• Task instructions
Set out exactly, line by line, the stretch of data below that begins at the line containing "Box the window." and ends at the line containing "Box the asphalt", with both ends kept.

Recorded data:
———

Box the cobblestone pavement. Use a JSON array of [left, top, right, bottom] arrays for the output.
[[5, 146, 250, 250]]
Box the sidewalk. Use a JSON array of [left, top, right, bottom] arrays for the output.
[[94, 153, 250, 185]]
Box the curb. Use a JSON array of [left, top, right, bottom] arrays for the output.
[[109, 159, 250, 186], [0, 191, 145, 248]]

———

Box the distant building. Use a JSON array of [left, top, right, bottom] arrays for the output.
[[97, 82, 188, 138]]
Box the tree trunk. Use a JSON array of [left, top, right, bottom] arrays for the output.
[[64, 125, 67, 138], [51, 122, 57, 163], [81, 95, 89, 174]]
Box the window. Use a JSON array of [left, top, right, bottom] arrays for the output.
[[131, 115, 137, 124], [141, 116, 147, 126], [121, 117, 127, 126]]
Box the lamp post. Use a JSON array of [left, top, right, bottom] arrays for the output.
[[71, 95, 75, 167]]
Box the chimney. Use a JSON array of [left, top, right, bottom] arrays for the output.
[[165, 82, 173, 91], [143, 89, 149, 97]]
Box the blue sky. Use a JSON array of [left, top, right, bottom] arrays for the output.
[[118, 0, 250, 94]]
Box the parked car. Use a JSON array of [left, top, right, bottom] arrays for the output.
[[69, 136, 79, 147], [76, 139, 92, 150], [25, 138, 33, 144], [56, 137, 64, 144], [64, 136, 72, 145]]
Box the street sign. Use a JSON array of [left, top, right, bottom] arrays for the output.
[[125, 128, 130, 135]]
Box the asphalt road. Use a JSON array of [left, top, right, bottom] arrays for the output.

———

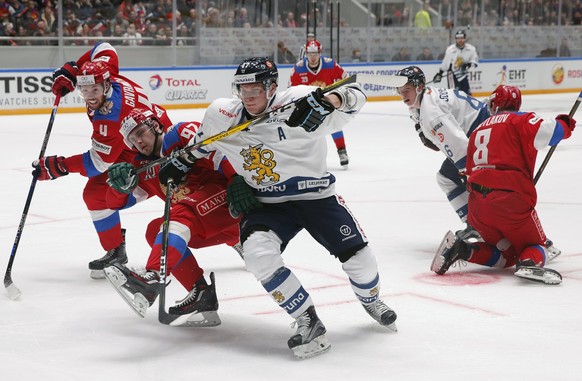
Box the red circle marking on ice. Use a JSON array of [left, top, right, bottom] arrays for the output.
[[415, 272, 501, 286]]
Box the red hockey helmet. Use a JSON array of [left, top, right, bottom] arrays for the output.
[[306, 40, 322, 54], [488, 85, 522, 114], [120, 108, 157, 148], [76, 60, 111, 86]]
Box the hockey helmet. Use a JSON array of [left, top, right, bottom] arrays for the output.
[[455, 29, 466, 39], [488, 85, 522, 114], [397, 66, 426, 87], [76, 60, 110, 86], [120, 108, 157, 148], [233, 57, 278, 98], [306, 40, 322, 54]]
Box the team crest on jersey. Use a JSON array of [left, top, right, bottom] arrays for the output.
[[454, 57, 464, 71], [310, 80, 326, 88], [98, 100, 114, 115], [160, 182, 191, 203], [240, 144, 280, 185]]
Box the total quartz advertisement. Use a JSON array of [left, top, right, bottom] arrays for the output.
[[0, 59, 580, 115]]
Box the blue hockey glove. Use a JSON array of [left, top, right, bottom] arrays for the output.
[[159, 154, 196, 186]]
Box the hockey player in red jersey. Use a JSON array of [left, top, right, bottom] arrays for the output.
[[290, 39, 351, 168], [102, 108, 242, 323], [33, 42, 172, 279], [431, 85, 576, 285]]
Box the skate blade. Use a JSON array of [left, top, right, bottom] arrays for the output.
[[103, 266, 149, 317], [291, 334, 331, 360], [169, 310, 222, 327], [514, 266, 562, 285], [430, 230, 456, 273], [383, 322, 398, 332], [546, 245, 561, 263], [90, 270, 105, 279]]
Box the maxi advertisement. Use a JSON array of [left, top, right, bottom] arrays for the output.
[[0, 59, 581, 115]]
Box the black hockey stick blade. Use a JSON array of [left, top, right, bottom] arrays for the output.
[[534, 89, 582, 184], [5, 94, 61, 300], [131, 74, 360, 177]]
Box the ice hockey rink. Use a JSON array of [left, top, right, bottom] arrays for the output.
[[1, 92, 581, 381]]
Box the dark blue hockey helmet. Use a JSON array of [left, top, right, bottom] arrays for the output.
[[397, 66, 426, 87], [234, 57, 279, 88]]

———

• Task solution
Box the window. Use a JSON array of [left, top, right, bottom] arrays for the output.
[[131, 115, 137, 124], [141, 116, 147, 126], [121, 117, 127, 126]]
Box the lamp post. Use a JSON array of [left, top, right, bottom] arrays for the output.
[[71, 95, 75, 167]]
Box the chimney. Use a JSON array of [left, top, right, bottom] arrays for the output.
[[165, 82, 173, 91], [143, 89, 149, 97]]
Box the blue sky. Use a JSON array of [left, top, right, bottom] arrays for the output.
[[118, 0, 250, 94]]
Box the parked car. Use a JSON array of [left, top, right, bottom] arrays for the output.
[[69, 136, 79, 147], [76, 139, 92, 150], [25, 138, 33, 144], [56, 137, 64, 144], [64, 136, 72, 145]]
Box the street sign. Use a JSON array of [left, top, right, bottom] arrays for the output.
[[125, 128, 130, 135]]
Box the asphalt road. Use a JSON array of [left, top, right, bottom] arrays for the output.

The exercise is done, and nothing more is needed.